Change "Reply using" to "Answer with" in the records, starting with the line with "1. What is the bounding box of the overcast" and going on through the line with "[[0, 0, 60, 14], [0, 0, 60, 9]]". Give back only those lines, with nothing else altered.

Entries:
┌──

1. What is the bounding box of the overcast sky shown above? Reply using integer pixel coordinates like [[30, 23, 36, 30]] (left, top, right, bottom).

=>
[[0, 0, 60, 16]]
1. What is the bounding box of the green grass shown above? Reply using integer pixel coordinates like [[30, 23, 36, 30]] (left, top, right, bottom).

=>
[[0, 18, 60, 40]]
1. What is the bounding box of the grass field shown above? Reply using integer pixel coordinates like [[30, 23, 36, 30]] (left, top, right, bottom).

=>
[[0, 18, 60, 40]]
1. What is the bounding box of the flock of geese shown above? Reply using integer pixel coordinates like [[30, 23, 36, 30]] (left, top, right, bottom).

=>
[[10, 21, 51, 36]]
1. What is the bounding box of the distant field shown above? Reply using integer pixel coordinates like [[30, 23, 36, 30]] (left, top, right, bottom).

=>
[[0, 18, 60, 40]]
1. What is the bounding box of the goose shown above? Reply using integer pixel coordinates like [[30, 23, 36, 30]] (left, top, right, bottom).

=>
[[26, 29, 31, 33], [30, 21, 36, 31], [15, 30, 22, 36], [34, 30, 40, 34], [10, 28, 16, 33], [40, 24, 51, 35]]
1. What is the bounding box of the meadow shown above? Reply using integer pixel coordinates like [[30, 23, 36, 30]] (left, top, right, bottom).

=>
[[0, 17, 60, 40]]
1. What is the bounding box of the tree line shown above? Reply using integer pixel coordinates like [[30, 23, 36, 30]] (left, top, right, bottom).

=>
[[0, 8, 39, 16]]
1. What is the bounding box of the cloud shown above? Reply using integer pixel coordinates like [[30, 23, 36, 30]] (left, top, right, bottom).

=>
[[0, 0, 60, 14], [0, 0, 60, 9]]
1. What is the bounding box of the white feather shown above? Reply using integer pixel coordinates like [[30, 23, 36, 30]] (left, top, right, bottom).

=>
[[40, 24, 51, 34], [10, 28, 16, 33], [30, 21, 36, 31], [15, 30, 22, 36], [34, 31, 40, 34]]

└──
┌──

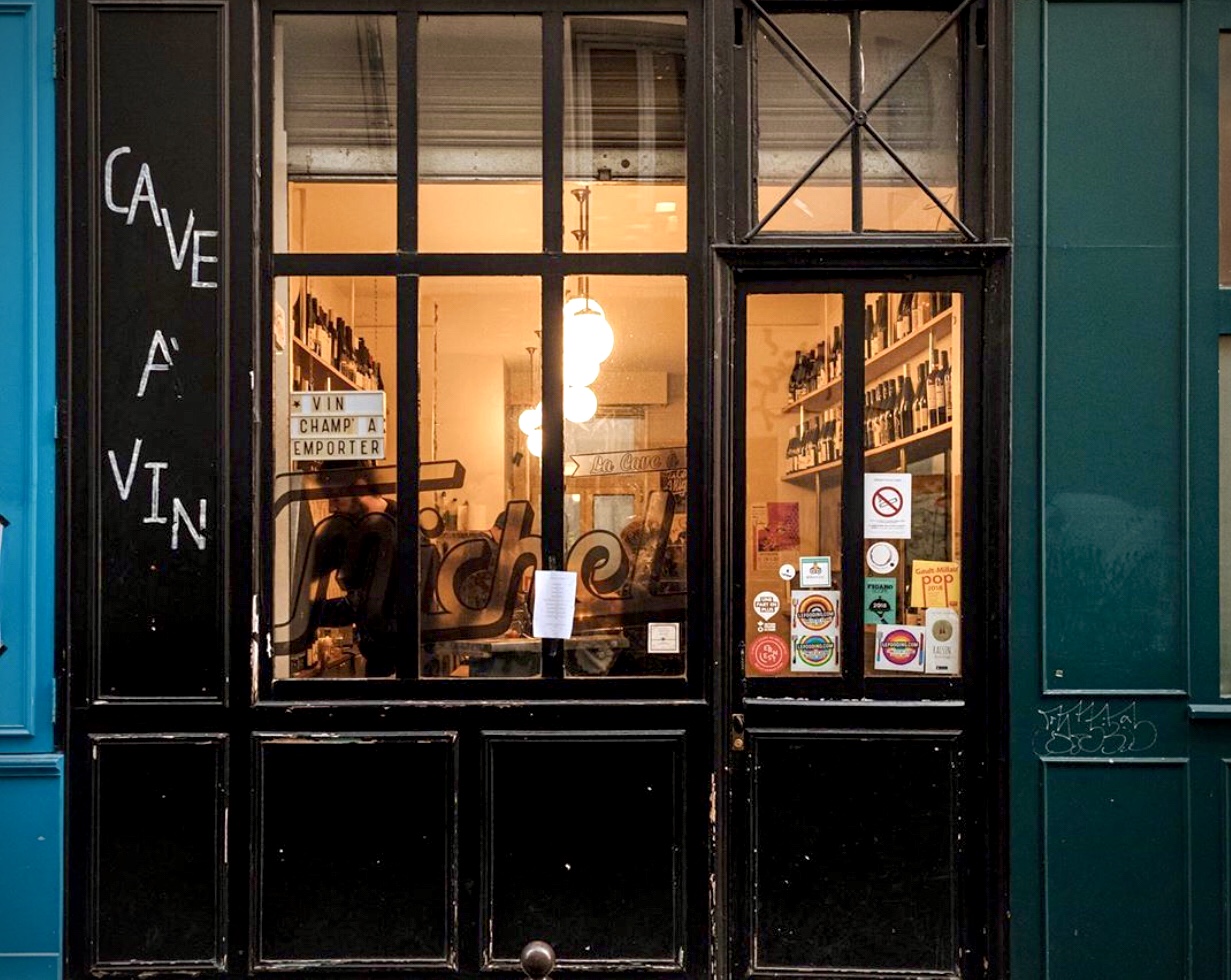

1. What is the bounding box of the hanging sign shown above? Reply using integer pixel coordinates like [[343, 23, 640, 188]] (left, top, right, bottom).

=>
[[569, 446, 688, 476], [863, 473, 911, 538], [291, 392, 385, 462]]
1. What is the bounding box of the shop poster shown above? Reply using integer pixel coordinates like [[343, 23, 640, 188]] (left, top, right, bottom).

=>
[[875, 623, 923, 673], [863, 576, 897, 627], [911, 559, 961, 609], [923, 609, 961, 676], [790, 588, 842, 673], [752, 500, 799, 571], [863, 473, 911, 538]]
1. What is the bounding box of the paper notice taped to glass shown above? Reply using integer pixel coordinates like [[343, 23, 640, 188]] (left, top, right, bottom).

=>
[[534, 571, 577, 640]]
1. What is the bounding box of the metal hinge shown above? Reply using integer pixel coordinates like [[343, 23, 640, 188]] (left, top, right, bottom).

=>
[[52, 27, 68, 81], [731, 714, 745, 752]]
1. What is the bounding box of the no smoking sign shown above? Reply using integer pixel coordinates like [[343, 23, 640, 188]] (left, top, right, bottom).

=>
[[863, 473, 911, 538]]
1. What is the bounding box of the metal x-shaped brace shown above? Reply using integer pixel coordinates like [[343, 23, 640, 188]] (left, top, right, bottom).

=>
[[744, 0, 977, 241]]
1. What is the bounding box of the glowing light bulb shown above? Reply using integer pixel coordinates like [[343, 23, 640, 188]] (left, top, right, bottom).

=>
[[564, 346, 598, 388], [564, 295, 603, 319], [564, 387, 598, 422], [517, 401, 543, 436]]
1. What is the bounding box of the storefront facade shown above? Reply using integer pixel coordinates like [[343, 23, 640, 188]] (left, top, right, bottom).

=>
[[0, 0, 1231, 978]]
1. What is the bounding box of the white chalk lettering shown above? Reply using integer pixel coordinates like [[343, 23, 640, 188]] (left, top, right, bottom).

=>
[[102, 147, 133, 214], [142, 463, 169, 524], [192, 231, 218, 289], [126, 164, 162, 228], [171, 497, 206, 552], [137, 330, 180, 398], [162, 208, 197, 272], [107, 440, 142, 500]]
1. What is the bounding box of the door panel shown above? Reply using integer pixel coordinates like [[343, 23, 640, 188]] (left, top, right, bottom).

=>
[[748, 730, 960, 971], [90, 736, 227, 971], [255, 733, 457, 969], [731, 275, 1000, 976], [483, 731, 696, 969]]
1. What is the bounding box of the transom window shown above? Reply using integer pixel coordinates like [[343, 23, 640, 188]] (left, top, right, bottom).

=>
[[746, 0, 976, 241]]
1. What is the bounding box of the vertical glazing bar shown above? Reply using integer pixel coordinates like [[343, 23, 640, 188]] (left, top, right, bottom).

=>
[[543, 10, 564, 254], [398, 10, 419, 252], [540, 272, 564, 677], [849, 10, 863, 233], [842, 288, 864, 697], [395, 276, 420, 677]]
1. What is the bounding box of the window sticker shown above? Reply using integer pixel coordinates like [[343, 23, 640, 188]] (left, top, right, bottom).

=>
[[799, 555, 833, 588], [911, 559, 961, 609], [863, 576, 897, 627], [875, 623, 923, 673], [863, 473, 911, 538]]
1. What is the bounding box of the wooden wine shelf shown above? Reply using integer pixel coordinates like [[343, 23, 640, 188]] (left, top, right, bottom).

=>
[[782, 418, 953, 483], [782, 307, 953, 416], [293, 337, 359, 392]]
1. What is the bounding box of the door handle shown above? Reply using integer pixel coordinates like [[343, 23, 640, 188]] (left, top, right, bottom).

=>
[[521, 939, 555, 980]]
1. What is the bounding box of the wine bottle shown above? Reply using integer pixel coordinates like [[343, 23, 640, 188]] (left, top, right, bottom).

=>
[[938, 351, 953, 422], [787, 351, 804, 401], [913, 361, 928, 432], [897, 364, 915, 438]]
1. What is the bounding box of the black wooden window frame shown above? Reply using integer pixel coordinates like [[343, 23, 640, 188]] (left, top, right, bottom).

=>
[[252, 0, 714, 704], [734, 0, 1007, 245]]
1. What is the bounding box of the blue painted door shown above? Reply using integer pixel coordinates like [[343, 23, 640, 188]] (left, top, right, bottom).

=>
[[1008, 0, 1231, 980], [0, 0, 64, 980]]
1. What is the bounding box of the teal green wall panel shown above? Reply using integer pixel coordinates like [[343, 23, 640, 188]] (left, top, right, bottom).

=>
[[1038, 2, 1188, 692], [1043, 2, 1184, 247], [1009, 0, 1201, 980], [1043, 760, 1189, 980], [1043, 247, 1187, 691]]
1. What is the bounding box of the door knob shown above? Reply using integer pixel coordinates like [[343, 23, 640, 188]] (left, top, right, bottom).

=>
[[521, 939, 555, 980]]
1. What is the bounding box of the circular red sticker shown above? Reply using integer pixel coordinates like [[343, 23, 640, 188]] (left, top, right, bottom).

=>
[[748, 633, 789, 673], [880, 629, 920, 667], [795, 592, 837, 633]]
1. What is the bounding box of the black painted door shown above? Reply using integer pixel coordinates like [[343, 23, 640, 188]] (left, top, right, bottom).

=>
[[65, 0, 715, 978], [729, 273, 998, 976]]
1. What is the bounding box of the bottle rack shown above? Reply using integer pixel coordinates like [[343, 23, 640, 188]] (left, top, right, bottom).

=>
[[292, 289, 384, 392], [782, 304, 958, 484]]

└──

Finished answer:
1. What is the bounding box of the overcast sky shown above? Answer with integer pixel coordinates like [[30, 23, 36, 30]] (left, top, right, bottom).

=>
[[0, 0, 60, 16]]
1. What is the bounding box of the green grass shown above? Answer with integer pixel coordinates like [[30, 23, 36, 30]] (left, top, right, bottom).

=>
[[0, 18, 60, 40]]
1. What is the bounding box of the grass field shown above? Answer with integer pixel coordinates like [[30, 23, 36, 30]] (left, top, right, bottom).

=>
[[0, 18, 60, 40]]
1. What is the bounding box of the flock of geese shown above? Answer with integer pixel coordinates like [[30, 23, 36, 30]] (left, top, right, bottom).

=>
[[10, 21, 51, 36]]
1. What is the bounding box of the distant field shown above? Answer with integer pixel coordinates like [[30, 23, 36, 30]] (left, top, right, bottom).

=>
[[0, 18, 60, 40]]
1. What is the bounding box of the goose shown above? Answer with integer pixel coordinates like [[30, 23, 36, 30]] (left, top, right, bottom).

=>
[[26, 29, 31, 33], [30, 21, 36, 31], [15, 30, 22, 36], [34, 30, 40, 34], [10, 28, 16, 33], [40, 24, 51, 35]]
1. What is the bounding box of the meadow shown above? Answer with integer pixel coordinates like [[30, 23, 36, 30]] (left, top, right, bottom).

=>
[[0, 17, 60, 40]]
1. What is the bounding box of the tree line shown above? Answer with integer pixel coordinates like [[30, 23, 36, 30]] (left, top, right, bottom).

=>
[[0, 8, 39, 16]]
1. What is the bounding box of the cloud shown above? Answer with integer pixel coordinates like [[30, 23, 36, 30]] (left, top, right, bottom).

=>
[[0, 0, 60, 14], [0, 0, 60, 9]]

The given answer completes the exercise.